### PAGE EXCERPT:
───

This makes me feel so many nostalgic emotions. Boss.
I miss frames
Tripods are still online?!?!? Now I wonder if mine are still there :)
It's so vintage!
I love minimal design :D
hahaha YES! If you were to describe this design with just one word it would definitely be minimalistic :D
A true hipster, ahead of the curve in the minimalism movement! He Marie Kondo-ed (or Kondomari) his whole website and disposed of anything that didn't spark joy ✨🙌
🤣
I remember using yahoo geo cities to build a site many years ago. I would have been very happy at the time if it looked that good as that.
I accidentally hit wappalyser chrome extension button, it literally said "No technologies detected." xD
No technologies were used in the making of this website XDDD
Wish I could but yahoo pages are long gone.
In a nutshell it was a web app for AIM/AOL "hackers" - build a small app that would change colors on AOL Chat. Shared vast html pages as "blog posts" on how to do stuff.
Yup I feel "old" now, just writing this ^ .
Mine was a PWA. I had learnt a couple of things in HTML, CSS and JS so I built a news client app. Link is here unboxnewslite.firebaseapp.com
puritanic.github.io/Tribute-page/
I've left this as a reminder how far have I come on my journey :) Not my first first project, as I wrote a bunch of Greasemonkey scripts for online browser games, but the first project after I've decided that I want to work as a developer for real :)
Was this for the freecodecamp.org curriculum?
Yep :)
I went through a lot of their course in my early days! It was such a good experience, and so empowering! It felt really nostalgic to see the tribute page again!
I've kept mine for posterity too! slothcrew.com/tribute/index.html
I recently built my first mobile app. I decided to learn react native by building a simple chess clock (for android). If you have an android phone, you can download the apk and check out the repo
I've been getting into React-Native recently myself. What was your biggest road-block to getting started?
My biggest road block was probably wasting time with video tutorials. I knew what I wanted to build before I started react native. The tutorials weren't helpful so as soon as I decided to just learn as I was building it, things went smoothly.
That's funny, because I struggle with a lot of that too. Often I'll watch video tutorials thinking they will help me as long as I follow along, but what I've been quickly realizing is that: 1. They often give me a false sense of security in thinking that I know more than I do since I'm familiar with how code should look like, and 2. that I enjoy watching those more as entertainment than as a learning tool.
I do find a lot of value in written material though.
I don't remember my first app but I do remember the first thing I coded. It was a Mario vs Luigi game in Scratch when I was 9 I think, 11 years ago :P
The first actual web app I built solo was also my first solo professional web app. It was called Pagepooch and it was a price and page tracker - you'd submit a web page using a bookmarklet and it would either track the price of a product as it changed, or track changes to the page content. It was built with CodeIgniter 2 and had a companion Phonegap app.
It's no longer active but you can see it at web.archive.org/web/20130517174018...
Starcraft 'clan' site using the game elements for the UI.
3 panel iframe (no borders! \o/) from HTML 3 I think it was. JS image mouse-over effect applied to the menu items.

───

### INFORMATION SHOWN:
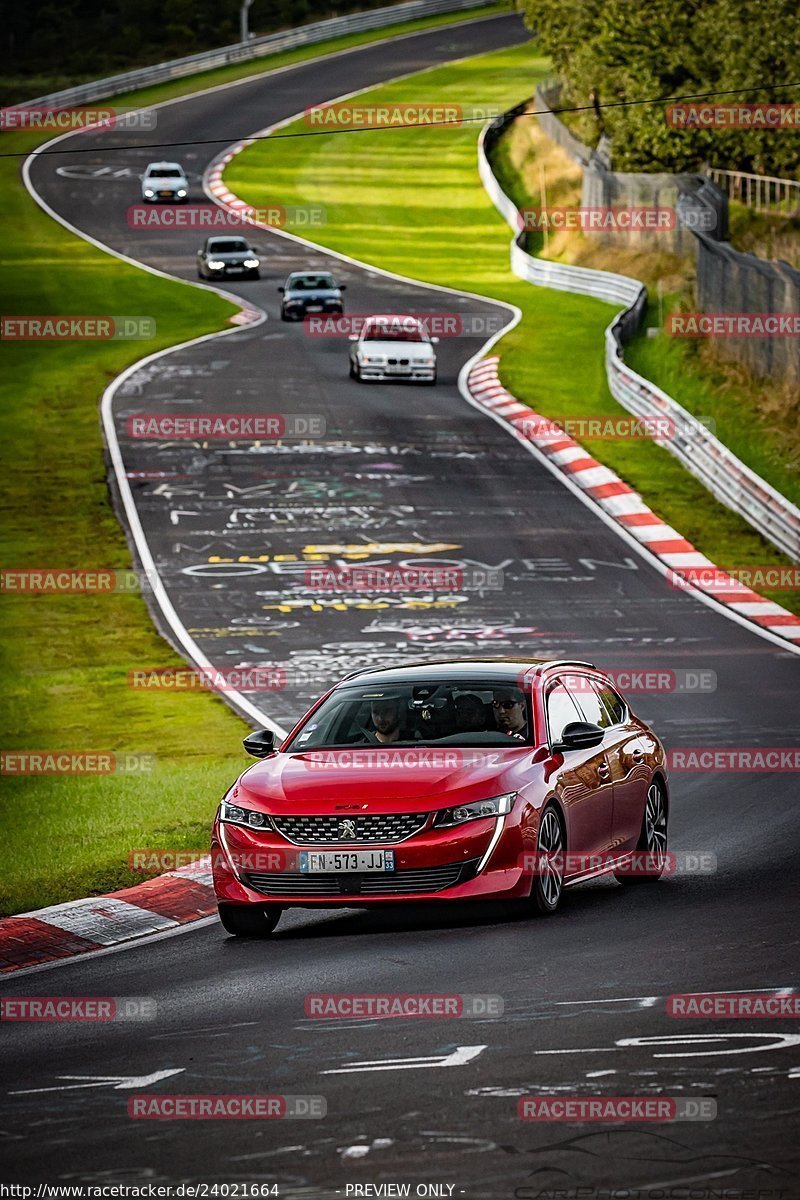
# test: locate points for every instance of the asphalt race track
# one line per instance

───

### GIVEN EXERCISE A:
Decide whether each statement agrees with the comment thread about first projects. For each, answer yes or no and quote the words from the thread that decide it.
(i) The chess clock app was built for Android.
(ii) Pagepooch was built with CodeIgniter 3.
(iii) The Mario vs Luigi game was made in Scratch.
### GIVEN EXERCISE B:
In the comment thread about first projects, one commenter gives two numbered points about video tutorials. What two reasons does that commenter give for why they don't work well as a learning tool? Answer in one to three sentences.
### GIVEN EXERCISE C:
Resume the comment thread about first projects, picking up after its final comment.
The data is separate material from the comment thread.

### TASK OUTPUT A:
(i) Yes: "a simple chess clock (for android)"
(ii) No: "It was built with CodeIgniter 2"
(iii) Yes: "It was a Mario vs Luigi game in Scratch"

### TASK OUTPUT B:
They give a false sense of security, making the commenter think they know more than they do because they are familiar with how code should look. The commenter also enjoys watching them more as entertainment than as a way to learn.

### TASK OUTPUT C:
Died sometime in 1997 / 1998.
My first web app would have been a university assignment from a long, long time ago in a galaxy far, far away. As for my first Android app: Apocalypse Cow. Made primarily to learn some Java and OO programming, and to have a go at making a game.
I developed a Stopwatch for Sony Small Apps API for Android in 2013. It is still live on Google Play with over 85K downloads.
Later, I made most of the code open source in the form of a library which is available on GitHub.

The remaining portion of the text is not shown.